= Exercise =
Which lines in the items below contain the string "queried"? Locate each one, treating uppercase and lowercase as different, and copy it out whole.

= Records for this exercise =

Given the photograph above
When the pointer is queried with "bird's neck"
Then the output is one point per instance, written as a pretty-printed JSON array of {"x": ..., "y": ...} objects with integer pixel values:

==

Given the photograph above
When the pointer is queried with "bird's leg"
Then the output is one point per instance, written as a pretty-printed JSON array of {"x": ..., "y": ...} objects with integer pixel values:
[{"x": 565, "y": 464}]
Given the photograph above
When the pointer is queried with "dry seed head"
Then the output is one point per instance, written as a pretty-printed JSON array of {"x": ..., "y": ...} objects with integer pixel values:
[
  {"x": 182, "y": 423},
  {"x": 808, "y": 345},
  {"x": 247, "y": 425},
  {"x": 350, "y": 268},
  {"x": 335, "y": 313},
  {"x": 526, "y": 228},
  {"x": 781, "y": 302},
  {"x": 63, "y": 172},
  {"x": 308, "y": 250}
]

= The completed task =
When the pointer is queried with "bird's neck"
When the pointer is queried with "bird's leg"
When the pointer is queried with "dry seed head"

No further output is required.